◆ **Consigne à suivre**:
Recopiez à l'identique tout ce qui va de la ligne contenant "The prompts of" jusqu'à celle contenant "box: [195, 229, 244, 247]" ci-dessous, ces deux lignes comprises.

(Entrées de données recueillies)

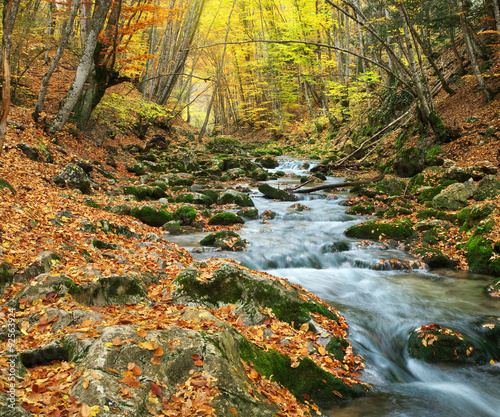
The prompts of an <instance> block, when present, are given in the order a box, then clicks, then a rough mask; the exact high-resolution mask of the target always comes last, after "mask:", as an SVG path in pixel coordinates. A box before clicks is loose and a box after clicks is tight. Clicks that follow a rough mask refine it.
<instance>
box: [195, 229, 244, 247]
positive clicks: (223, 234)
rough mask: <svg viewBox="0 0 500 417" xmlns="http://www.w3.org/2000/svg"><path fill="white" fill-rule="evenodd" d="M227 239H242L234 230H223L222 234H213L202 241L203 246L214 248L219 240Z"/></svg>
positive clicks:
==
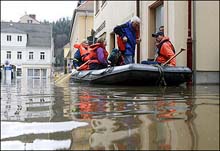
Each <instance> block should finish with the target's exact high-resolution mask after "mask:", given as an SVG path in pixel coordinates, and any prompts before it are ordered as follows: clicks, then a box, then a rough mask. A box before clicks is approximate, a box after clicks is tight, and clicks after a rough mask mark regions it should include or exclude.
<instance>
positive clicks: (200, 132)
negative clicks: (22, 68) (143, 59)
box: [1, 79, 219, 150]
--
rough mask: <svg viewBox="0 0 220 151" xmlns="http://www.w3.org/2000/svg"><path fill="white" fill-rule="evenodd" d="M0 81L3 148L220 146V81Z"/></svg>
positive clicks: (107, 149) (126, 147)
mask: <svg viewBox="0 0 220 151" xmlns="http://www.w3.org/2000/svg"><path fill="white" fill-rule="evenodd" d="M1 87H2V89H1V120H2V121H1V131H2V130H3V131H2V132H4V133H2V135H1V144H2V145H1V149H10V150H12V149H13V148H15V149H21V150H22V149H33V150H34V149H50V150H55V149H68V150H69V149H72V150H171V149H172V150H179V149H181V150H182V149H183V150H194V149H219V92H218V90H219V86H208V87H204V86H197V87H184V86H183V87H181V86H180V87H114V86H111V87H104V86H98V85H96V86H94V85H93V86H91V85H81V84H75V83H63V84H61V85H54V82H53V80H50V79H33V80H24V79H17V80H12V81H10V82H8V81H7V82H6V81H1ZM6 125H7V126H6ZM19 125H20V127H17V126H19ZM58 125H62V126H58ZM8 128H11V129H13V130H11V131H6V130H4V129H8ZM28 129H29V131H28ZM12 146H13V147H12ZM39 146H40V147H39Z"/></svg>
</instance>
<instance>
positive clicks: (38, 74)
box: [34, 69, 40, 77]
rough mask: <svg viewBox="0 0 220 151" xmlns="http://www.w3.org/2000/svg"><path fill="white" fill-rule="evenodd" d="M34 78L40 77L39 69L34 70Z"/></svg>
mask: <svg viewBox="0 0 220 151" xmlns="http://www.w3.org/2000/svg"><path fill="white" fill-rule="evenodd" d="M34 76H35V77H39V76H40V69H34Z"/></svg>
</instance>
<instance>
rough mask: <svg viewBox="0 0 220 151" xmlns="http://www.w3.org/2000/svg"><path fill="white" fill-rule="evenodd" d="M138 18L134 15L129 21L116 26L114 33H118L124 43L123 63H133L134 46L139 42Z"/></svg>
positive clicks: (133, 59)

◆ **Réponse à fournir**:
The prompts of an <instance> block, when present, are given in the order a box, then clicks, then a rough mask; the exact high-resolution mask of the target always comes last, after "mask:", as an SVG path in pixel coordinates. A box before clicks is loose and a box after clicks is tight. Clicks that follow a rough mask refine it.
<instance>
box: [195, 229, 244, 247]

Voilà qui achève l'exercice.